● **Task details**: Please return the listing below exactly, without any of its pictures.
━━━━━━━━━━━━━━━━━━━━━━━━━━━━━━
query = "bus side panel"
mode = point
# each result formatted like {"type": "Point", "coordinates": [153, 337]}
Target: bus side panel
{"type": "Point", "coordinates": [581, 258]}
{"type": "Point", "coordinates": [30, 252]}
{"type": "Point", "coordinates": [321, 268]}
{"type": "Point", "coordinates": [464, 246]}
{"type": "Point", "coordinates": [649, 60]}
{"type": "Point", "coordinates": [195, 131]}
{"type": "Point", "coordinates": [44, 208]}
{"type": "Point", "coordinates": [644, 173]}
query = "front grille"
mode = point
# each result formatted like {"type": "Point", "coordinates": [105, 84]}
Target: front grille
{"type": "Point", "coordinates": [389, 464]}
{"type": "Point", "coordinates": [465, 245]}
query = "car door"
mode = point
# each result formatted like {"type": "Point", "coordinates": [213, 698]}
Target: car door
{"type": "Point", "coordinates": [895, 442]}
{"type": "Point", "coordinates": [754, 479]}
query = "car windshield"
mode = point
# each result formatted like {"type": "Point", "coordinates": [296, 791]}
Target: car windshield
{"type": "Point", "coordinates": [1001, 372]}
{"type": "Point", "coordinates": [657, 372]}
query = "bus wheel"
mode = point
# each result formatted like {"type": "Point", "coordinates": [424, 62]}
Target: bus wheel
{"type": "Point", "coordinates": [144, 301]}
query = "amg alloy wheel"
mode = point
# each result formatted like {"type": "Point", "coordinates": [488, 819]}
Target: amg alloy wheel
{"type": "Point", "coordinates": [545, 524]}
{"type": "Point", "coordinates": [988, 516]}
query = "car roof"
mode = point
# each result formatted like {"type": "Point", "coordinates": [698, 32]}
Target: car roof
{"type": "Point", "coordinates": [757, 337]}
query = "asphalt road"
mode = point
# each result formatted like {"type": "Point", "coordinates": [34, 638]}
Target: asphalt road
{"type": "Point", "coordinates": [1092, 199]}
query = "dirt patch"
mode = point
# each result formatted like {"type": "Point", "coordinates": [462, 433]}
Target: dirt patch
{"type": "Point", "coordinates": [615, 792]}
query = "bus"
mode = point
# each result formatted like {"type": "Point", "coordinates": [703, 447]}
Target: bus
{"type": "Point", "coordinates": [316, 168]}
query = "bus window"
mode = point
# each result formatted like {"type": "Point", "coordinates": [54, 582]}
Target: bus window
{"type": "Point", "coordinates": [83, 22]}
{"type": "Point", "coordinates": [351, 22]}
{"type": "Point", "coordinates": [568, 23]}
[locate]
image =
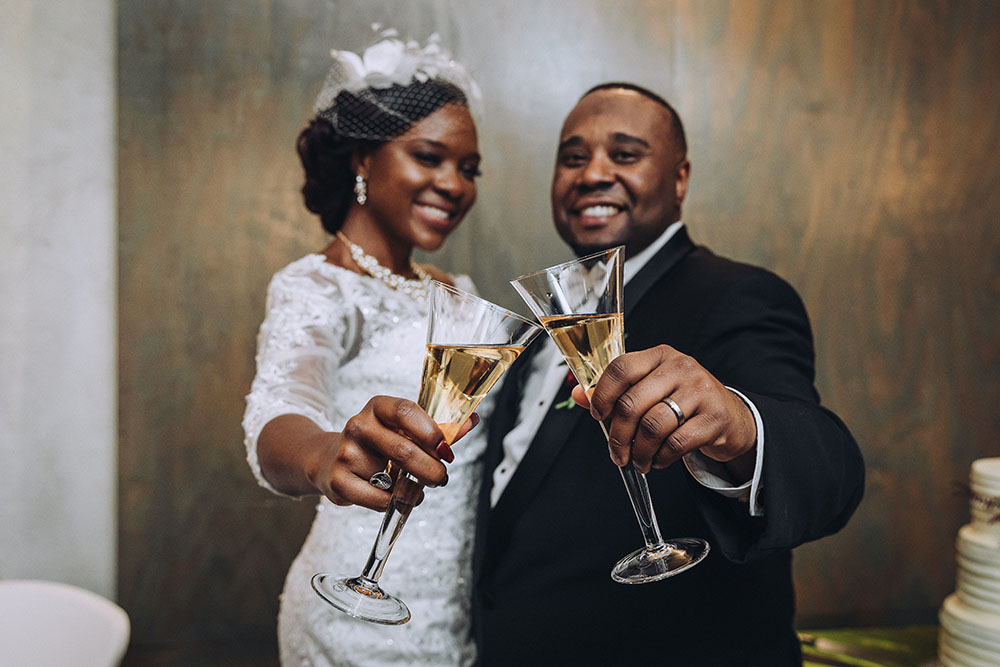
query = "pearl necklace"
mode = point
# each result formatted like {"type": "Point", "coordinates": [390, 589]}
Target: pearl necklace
{"type": "Point", "coordinates": [409, 287]}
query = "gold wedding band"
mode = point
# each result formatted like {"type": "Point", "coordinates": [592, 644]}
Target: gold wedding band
━━━━━━━━━━━━━━━━━━━━━━━━━━━━━━
● **Task output**:
query = "bus side panel"
mode = point
# each result formatted like {"type": "Point", "coordinates": [153, 337]}
Target: bus side panel
{"type": "Point", "coordinates": [581, 258]}
{"type": "Point", "coordinates": [30, 252]}
{"type": "Point", "coordinates": [321, 268]}
{"type": "Point", "coordinates": [464, 246]}
{"type": "Point", "coordinates": [649, 60]}
{"type": "Point", "coordinates": [195, 131]}
{"type": "Point", "coordinates": [44, 208]}
{"type": "Point", "coordinates": [644, 173]}
query = "front grille"
mode = point
# each result formatted like {"type": "Point", "coordinates": [105, 84]}
Target: front grille
{"type": "Point", "coordinates": [389, 464]}
{"type": "Point", "coordinates": [465, 245]}
query = "car door"
mode = point
# each result formatted like {"type": "Point", "coordinates": [213, 698]}
Target: car door
{"type": "Point", "coordinates": [895, 442]}
{"type": "Point", "coordinates": [754, 479]}
query = "car windshield"
mode = point
# each result formatted like {"type": "Point", "coordinates": [296, 791]}
Target: car windshield
{"type": "Point", "coordinates": [1001, 372]}
{"type": "Point", "coordinates": [657, 372]}
query = "bus wheel"
mode = point
# each result formatted like {"type": "Point", "coordinates": [424, 62]}
Target: bus wheel
{"type": "Point", "coordinates": [144, 301]}
query = "amg alloy wheel"
mode = point
# each result formatted like {"type": "Point", "coordinates": [488, 819]}
Target: amg alloy wheel
{"type": "Point", "coordinates": [545, 524]}
{"type": "Point", "coordinates": [988, 516]}
query = "car roof"
mode = point
# each result formatted like {"type": "Point", "coordinates": [698, 32]}
Target: car roof
{"type": "Point", "coordinates": [757, 337]}
query = "asphalt road"
mode = point
# each result formatted like {"type": "Point", "coordinates": [34, 638]}
Target: asphalt road
{"type": "Point", "coordinates": [1092, 199]}
query = "dirt patch"
mode = point
# each result formatted like {"type": "Point", "coordinates": [462, 433]}
Target: dirt patch
{"type": "Point", "coordinates": [615, 792]}
query = "bus"
mode = point
# each result formatted like {"type": "Point", "coordinates": [703, 447]}
Target: bus
{"type": "Point", "coordinates": [316, 168]}
query = "bus window"
mode = point
# each result formatted like {"type": "Point", "coordinates": [54, 582]}
Target: bus window
{"type": "Point", "coordinates": [83, 22]}
{"type": "Point", "coordinates": [351, 22]}
{"type": "Point", "coordinates": [568, 23]}
[locate]
image =
query = "pearl necklace"
mode = point
# each result formatted like {"type": "Point", "coordinates": [390, 589]}
Target: pearl necklace
{"type": "Point", "coordinates": [409, 287]}
query = "gold wedding band"
mode = point
# each result formatted like {"type": "Point", "coordinates": [592, 644]}
Target: gold wedding band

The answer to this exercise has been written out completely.